Leia, a seguir, entrevista com o coordenador do Lael sobre a experiência das participações internacionais.

JPUC – O sr. considera que esta internacionalização, via tecnologia, poderá ser algo positivo a se manter no mundo acadêmico, mesmo após o final da pandemia?
Tony Beber Sardinha (TBS) – Acredito e espero que sim. Notamos dados muito positivos que reforçam essa afirmação. A tecnologia atual permite uma interação por vídeo de boa qualidade, o que não era possível uns anos atrás, e temos de aproveitar esta realidade. Se os eventos fossem presenciais, por exemplo, as dificuldades de locomoção, as restrições de trânsito de pessoas e os custos envolvidos tornariam a participação muito mais limitada. Nos nossos webinars, por exemplo, tivemos um contingente de participantes de lugares como o Irã, que sofrem restrição para conseguir visto para alguns países do mundo onde se realizam grandes congressos acadêmicos, como os Estados Unidos. O próprio aplicativo Zoom não tem o Irã na lista de países do seu menu de inscrição! Nossos colegas iranianos precisavam escolher a opção 'other' na ficha para conseguir participar. Isso porque o Zoom é uma empresa norte-americana e o governo dos EUA impõe sanções econômicas a esse e a outros países. Quando eu tracei um mapa dos participantes dos webinars, também vi que muitos vinham de países conhecidos, mas de lugares distantes dentro desses países, fora das grandes cidades. Isso tudo sem falar que os webinars são gratuitos, o que democratiza ainda mais a participação.

● **Dados fornecidos**:
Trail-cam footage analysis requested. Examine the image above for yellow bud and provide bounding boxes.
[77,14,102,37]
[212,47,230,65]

● **Atividades**:
1) Explique, com base no trecho, por que os participantes iranianos precisavam escolher a opção 'other' na ficha de inscrição do Zoom.
2) Transcreva do trecho, sem nenhuma alteração, a parte que vai de "Leia, a seguir, entrevista" a "final da pandemia?".
3) Responda às perguntas a seguir de acordo com o trecho.
(a) Qual é o nome do coordenador do Lael entrevistado?
(b) De que país vinha o contingente de participantes que sofre restrição para conseguir visto?
(c) Quanto custa a participação nos webinars?

● **Respostas às atividades**:
1) O Zoom não tem o Irã na lista de países do seu menu de inscrição. Isso acontece porque o Zoom é uma empresa norte-americana e o governo dos EUA impõe sanções econômicas ao Irã e a outros países.

2)
Leia, a seguir, entrevista com o coordenador do Lael sobre a experiência das participações internacionais.

JPUC – O sr. considera que esta internacionalização, via tecnologia, poderá ser algo positivo a se manter no mundo acadêmico, mesmo após o final da pandemia?

3)
(a) Tony Beber Sardinha.
(b) Do Irã.
(c) Nada, pois os webinars são gratuitos.